§ **Texte présenté**:
----
S’il est un parti politique qui espère accaparer M. de Chateaubriand et trouver dans les Mémoires un plaidoyer en sa faveur, ce parti sera singulièrement détrompé ; l’auteur des Mémoires ne relève que de lui. « Respectant le malheur, dit-il, et me respectant moi-même, respectant ce que j’ai servi et ce que je continuerai de servir au prix du repos de mes vieux jours, je craindrais de prononcer vivant un mot qui pût blesser des infortunes ou même détruire des chimères ; mais, quand je ne serai plus, mes sacrifices donneront à ma tombe le droit de dire la vérité. Mes devoirs seront changés ; l’intérêt de ma patrie l’emportera sur les engagemens de l’honneur dont je serai délié. Aux Bourbons appartient ma vie, à mon pays appartient ma mort. »
----
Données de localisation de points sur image
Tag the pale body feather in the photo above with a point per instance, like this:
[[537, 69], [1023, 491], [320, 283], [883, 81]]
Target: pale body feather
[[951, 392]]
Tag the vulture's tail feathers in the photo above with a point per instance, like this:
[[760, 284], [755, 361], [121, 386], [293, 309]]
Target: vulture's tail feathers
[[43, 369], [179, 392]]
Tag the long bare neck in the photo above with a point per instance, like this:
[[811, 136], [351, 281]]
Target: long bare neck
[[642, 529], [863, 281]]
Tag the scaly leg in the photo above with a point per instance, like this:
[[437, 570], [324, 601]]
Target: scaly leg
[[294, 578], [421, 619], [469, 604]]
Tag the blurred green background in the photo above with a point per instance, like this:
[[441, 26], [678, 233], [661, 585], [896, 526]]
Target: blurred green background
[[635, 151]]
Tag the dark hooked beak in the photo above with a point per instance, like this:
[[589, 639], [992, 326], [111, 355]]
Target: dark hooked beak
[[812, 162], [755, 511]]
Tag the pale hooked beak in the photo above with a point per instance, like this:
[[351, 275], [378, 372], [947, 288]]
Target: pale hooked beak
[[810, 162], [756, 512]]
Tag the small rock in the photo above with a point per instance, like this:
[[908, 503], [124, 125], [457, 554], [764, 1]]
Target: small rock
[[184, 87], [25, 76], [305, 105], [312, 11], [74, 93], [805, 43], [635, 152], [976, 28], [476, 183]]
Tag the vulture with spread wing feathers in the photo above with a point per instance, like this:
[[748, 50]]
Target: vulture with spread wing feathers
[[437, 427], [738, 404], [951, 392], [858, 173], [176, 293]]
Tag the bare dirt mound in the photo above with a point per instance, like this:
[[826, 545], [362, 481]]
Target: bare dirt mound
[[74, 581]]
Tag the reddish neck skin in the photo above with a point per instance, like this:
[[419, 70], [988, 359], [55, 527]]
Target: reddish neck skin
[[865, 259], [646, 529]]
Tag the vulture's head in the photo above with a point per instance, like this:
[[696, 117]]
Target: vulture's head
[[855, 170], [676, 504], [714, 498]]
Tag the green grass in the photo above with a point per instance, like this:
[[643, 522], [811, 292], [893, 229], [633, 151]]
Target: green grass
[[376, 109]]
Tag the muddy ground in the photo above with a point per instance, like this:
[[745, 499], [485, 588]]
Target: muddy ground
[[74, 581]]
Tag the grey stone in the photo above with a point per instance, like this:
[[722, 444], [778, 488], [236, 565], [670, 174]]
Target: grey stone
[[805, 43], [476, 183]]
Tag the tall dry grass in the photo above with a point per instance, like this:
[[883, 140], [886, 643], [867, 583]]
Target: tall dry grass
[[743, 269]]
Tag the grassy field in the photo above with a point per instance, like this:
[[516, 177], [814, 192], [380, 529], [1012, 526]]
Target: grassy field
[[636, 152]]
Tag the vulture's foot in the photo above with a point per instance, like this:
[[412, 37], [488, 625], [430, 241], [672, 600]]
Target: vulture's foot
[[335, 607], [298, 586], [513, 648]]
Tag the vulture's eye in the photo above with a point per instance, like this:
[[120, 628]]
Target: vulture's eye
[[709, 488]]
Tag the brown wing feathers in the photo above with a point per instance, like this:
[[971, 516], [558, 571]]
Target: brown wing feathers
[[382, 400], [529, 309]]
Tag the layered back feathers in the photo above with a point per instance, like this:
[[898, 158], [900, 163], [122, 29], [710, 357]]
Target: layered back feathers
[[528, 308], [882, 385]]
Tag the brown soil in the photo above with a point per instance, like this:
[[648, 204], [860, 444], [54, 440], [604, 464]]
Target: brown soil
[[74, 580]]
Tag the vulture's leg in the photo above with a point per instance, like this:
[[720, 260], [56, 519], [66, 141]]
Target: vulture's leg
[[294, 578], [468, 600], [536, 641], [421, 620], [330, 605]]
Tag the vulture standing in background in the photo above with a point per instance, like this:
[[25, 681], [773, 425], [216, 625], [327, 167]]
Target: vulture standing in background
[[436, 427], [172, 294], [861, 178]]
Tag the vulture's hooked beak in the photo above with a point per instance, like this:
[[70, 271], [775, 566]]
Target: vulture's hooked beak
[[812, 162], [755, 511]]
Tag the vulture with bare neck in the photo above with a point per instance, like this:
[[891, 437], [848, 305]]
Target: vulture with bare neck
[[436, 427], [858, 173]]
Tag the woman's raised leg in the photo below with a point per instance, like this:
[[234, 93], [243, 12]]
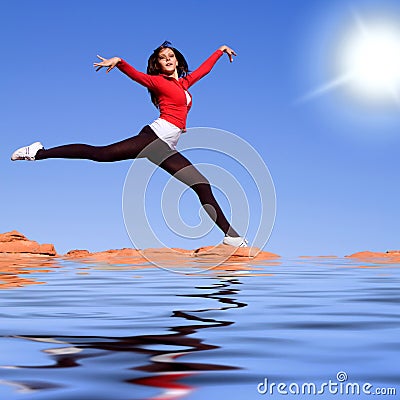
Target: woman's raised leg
[[124, 150]]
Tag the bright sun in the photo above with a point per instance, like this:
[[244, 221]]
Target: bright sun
[[369, 63], [371, 60]]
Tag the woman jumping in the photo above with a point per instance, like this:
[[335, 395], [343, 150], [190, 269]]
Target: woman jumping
[[167, 80]]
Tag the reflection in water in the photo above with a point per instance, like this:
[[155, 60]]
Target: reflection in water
[[12, 266], [165, 366]]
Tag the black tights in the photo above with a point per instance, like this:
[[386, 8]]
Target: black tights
[[147, 145]]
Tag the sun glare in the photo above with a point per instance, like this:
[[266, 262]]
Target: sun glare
[[368, 62], [371, 58]]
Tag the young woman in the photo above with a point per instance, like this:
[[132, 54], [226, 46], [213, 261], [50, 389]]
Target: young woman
[[168, 80]]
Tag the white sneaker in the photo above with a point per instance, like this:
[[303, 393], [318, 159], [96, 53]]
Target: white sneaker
[[27, 153], [235, 241]]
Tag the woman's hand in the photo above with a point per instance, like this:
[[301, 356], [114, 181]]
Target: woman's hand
[[110, 63], [228, 51]]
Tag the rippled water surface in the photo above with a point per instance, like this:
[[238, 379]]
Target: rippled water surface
[[98, 332]]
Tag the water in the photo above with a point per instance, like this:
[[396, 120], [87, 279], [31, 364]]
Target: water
[[99, 332]]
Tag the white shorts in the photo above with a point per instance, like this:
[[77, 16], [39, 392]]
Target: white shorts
[[166, 131]]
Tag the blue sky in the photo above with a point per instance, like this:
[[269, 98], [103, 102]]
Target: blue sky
[[333, 158]]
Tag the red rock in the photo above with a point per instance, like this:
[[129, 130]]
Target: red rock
[[15, 242], [231, 253]]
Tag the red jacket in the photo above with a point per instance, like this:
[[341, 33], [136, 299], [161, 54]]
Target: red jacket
[[169, 91]]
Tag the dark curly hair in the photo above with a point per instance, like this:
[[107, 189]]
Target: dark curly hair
[[154, 69]]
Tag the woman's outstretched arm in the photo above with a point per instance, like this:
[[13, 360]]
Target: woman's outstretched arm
[[139, 77], [207, 65]]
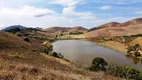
----
§ **Marche à suivre**: Selon le texte sur les Mémoires de M. de Chateaubriand, à qui l'auteur déclare-t-il que sa vie appartient ? Appuyez-vous exclusivement sur le texte pour répondre.

§ **Réponse attendue**: Sa vie appartient aux Bourbons.